• Source passage:
==*==

Sarah Blake is a graduate of Yale University and New York University, where she received her Ph.D. in Victorian literature. She lives in Evanston, Illinois.

Biography

Born in New York City, Sarah Blake has a BA from Yale University and a PhD in English and American Literature from New York University. She is the author of a chapbook of poems, Full Turn (Pennywhistle Press, 1989); an artist book, Runaway Girls \ (Hand Made Press, 1997) in collaboration with the artist, Robin Kahn; and two novels. Her first novel, Grange House, (Picador, 2000) was named a "New and Noteworthy" paperback in August, 2001 by The New York Times. Her second novel, The Postmistress, was by Amy Einhorn Books/Putnam in February 2010. Her essays and reviews have appeared in Good Housekeeping, US News and World Reports, The Chicago Tribun and elsewhere.

==*==

• Dataset section:
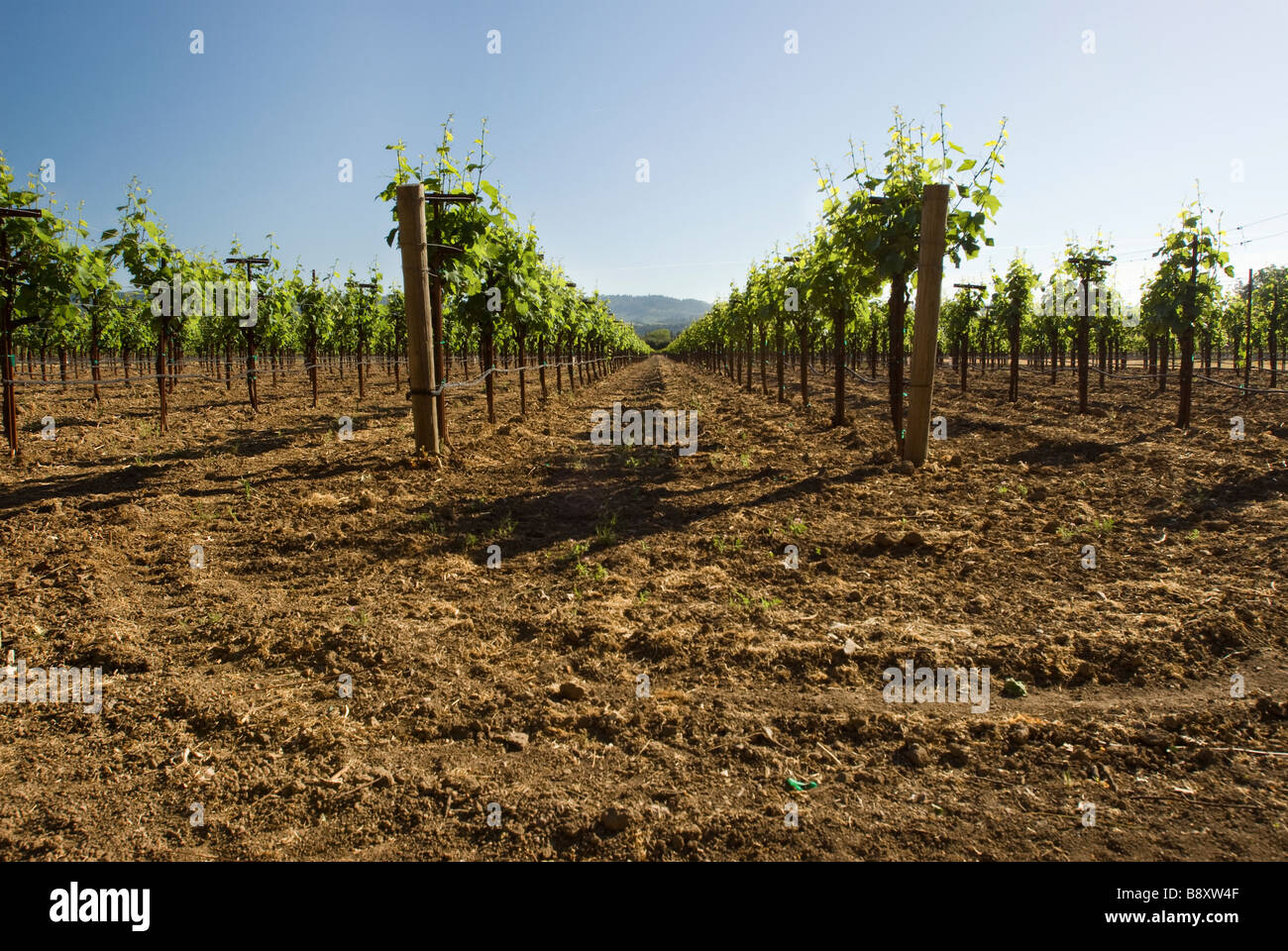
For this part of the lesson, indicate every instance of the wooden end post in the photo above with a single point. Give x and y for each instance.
(925, 335)
(420, 351)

==*==

• Prompt: Summarize the Sarah Blake biography above in two sentences.

• Problem solution: Sarah Blake, who was born in New York City and lives in Evanston, Illinois, holds a BA from Yale University and a PhD from New York University. She is the author of the poetry chapbook Full Turn, the artist book Runaway Girls (made with the artist Robin Kahn) and two novels, Grange House, which The New York Times named a "New and Noteworthy" paperback in August 2001, and The Postmistress, and her essays and reviews have appeared in Good Housekeeping and elsewhere.